**Exercise**
Take each line below that has "wheel" and copy it.

**Source material**
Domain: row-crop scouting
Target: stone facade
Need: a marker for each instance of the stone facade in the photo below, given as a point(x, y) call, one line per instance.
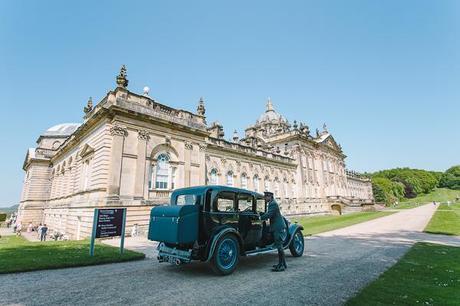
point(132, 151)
==
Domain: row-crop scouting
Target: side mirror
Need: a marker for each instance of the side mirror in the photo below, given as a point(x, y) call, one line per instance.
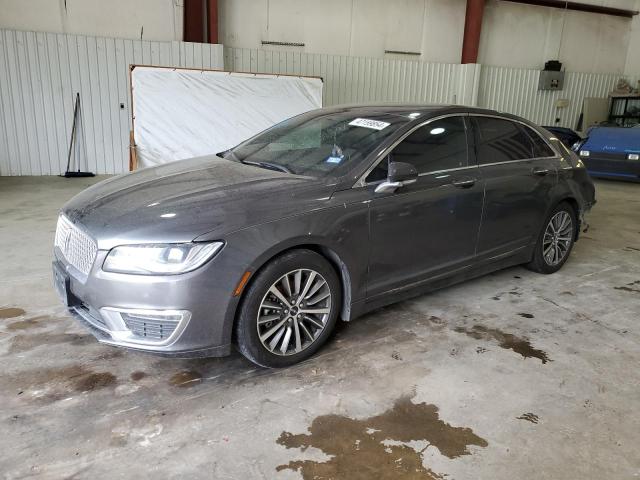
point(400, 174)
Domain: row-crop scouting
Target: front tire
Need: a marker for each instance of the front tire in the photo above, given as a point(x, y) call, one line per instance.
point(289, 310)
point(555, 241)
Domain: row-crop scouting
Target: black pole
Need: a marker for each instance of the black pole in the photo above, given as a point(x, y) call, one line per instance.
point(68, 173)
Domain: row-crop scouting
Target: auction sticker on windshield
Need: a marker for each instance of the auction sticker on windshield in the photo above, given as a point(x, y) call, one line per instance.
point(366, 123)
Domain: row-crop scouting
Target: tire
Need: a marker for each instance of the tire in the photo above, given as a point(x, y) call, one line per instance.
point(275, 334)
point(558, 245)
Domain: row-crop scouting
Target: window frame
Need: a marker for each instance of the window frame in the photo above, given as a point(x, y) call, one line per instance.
* * *
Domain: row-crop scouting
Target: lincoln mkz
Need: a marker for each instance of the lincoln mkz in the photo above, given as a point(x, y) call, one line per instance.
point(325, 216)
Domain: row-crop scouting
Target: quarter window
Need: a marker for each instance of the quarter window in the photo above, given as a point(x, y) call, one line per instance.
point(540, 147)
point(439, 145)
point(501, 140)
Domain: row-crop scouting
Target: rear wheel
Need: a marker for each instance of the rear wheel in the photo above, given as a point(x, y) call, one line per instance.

**Solution below**
Target: rear wheel
Need: a marker for each instance of the rear wheel in the photo above, given as a point(x, y) call, one line per instance.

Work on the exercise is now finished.